• EXERCISE DESCRIPTION
Find the line that contains "find the hazy sky". Output it and every line after it to the end of the records, exactly as they appear.

* begin DATASET ENTRIES *

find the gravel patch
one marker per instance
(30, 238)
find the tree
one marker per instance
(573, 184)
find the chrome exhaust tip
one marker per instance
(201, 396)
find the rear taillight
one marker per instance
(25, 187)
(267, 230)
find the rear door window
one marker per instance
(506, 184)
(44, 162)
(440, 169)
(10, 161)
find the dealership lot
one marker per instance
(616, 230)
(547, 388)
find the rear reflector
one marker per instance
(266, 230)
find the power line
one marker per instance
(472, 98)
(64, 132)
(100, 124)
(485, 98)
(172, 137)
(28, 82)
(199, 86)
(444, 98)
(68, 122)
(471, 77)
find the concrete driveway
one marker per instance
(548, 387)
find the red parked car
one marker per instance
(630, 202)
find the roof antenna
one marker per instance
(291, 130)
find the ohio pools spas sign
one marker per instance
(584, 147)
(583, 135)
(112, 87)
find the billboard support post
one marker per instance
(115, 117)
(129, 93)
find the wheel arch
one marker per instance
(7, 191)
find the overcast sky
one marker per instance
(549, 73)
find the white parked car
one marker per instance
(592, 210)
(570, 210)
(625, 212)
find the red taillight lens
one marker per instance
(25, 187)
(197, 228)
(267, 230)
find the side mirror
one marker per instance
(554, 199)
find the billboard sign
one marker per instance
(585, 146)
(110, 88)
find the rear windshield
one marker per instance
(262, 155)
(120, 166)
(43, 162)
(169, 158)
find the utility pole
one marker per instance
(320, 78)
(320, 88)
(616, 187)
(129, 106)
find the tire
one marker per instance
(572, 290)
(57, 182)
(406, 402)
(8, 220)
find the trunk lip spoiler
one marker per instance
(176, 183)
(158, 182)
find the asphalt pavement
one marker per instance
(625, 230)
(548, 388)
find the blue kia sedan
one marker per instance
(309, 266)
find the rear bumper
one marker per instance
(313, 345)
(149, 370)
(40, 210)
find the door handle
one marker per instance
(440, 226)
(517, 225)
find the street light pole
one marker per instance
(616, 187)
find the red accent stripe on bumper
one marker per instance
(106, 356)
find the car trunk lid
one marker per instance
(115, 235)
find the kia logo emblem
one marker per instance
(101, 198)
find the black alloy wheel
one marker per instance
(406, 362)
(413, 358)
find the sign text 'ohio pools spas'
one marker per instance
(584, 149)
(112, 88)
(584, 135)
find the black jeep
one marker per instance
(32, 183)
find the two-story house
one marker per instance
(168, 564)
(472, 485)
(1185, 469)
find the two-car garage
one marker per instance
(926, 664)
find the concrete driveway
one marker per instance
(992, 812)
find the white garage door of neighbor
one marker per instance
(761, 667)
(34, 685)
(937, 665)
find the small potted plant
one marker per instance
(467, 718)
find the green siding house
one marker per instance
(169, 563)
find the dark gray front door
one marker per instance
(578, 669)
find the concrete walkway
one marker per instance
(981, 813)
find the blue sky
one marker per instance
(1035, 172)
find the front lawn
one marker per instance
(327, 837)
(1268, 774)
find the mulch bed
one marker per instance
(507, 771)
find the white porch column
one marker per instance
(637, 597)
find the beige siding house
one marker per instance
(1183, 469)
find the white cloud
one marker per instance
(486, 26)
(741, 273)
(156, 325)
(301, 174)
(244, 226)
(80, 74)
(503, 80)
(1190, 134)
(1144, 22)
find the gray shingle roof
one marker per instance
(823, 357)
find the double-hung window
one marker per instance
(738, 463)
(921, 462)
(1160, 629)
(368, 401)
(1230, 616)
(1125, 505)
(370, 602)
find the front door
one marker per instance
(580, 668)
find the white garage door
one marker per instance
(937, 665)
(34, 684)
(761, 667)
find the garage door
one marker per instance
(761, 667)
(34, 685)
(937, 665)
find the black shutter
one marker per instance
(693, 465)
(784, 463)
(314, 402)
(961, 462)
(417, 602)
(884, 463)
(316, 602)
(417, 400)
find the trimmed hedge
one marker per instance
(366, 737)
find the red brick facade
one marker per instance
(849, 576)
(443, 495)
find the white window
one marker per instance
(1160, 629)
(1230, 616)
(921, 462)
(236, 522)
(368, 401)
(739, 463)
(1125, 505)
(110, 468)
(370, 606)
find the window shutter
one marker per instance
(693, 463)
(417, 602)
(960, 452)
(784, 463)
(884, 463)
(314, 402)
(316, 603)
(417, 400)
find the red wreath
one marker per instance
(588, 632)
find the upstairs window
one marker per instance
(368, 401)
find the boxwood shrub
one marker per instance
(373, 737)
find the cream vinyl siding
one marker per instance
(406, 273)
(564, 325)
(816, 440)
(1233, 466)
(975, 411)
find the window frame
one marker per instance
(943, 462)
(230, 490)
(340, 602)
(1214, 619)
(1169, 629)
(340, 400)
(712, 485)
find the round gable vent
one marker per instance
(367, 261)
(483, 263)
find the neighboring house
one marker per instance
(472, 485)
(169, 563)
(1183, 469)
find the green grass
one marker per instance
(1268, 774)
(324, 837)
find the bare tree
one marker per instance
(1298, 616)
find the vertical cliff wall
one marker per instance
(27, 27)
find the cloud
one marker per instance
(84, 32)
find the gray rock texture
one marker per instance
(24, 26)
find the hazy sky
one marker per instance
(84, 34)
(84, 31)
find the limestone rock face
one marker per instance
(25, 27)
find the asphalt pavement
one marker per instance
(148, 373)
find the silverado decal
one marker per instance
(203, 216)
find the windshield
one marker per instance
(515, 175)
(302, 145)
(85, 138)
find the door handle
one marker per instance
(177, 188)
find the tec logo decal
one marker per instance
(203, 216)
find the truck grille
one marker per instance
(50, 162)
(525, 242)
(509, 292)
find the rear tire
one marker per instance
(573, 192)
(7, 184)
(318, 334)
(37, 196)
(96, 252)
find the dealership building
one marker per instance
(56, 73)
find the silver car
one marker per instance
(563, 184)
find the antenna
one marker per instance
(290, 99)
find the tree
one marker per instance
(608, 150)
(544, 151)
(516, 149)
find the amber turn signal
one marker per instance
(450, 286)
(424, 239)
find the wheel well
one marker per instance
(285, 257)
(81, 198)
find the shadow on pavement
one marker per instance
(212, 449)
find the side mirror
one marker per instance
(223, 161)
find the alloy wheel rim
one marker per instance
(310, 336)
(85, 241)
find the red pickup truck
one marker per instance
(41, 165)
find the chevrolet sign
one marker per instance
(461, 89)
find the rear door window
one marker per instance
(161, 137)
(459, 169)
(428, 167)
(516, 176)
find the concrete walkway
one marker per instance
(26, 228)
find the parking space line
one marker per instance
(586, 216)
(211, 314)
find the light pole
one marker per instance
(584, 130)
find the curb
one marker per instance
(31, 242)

* end DATASET ENTRIES *

• EXPECTED ANSWER
find the hazy sky
one marker per instance
(84, 34)
(84, 31)
find the limestone rock face
one marker per instance
(25, 27)
find the asphalt pavement
one marker per instance
(148, 373)
find the silverado decal
one marker per instance
(203, 216)
find the windshield
one marker per instance
(515, 175)
(302, 145)
(85, 138)
find the door handle
one marker per instance
(177, 188)
find the tec logo decal
one marker per instance
(203, 216)
find the truck grille
one marker per instance
(50, 162)
(525, 242)
(509, 292)
find the rear tire
one marker per instance
(573, 192)
(7, 184)
(318, 334)
(37, 196)
(96, 252)
find the dealership building
one marker per instance
(56, 73)
find the silver car
one marker per instance
(563, 184)
find the antenna
one marker per instance
(290, 99)
find the tree
one marker per instance
(608, 150)
(544, 151)
(516, 149)
find the amber turn signal
one marker per instance
(450, 286)
(424, 239)
find the wheel well
one marker per instance
(285, 257)
(81, 198)
find the shadow on pavement
one marker per instance
(212, 449)
find the side mirror
one marker per instance
(223, 161)
find the alloy wheel rim
one marker per instance
(310, 336)
(85, 241)
find the red pickup truck
one marker per instance
(41, 165)
find the chevrolet sign
one marker per instance
(461, 89)
find the rear door window
one marker per instance
(161, 137)
(459, 169)
(428, 167)
(516, 176)
find the concrete walkway
one marker per instance
(26, 228)
find the parking space line
one marker per instance
(586, 216)
(211, 314)
find the light pole
one marker per instance
(584, 130)
find the curb
one marker per instance
(31, 242)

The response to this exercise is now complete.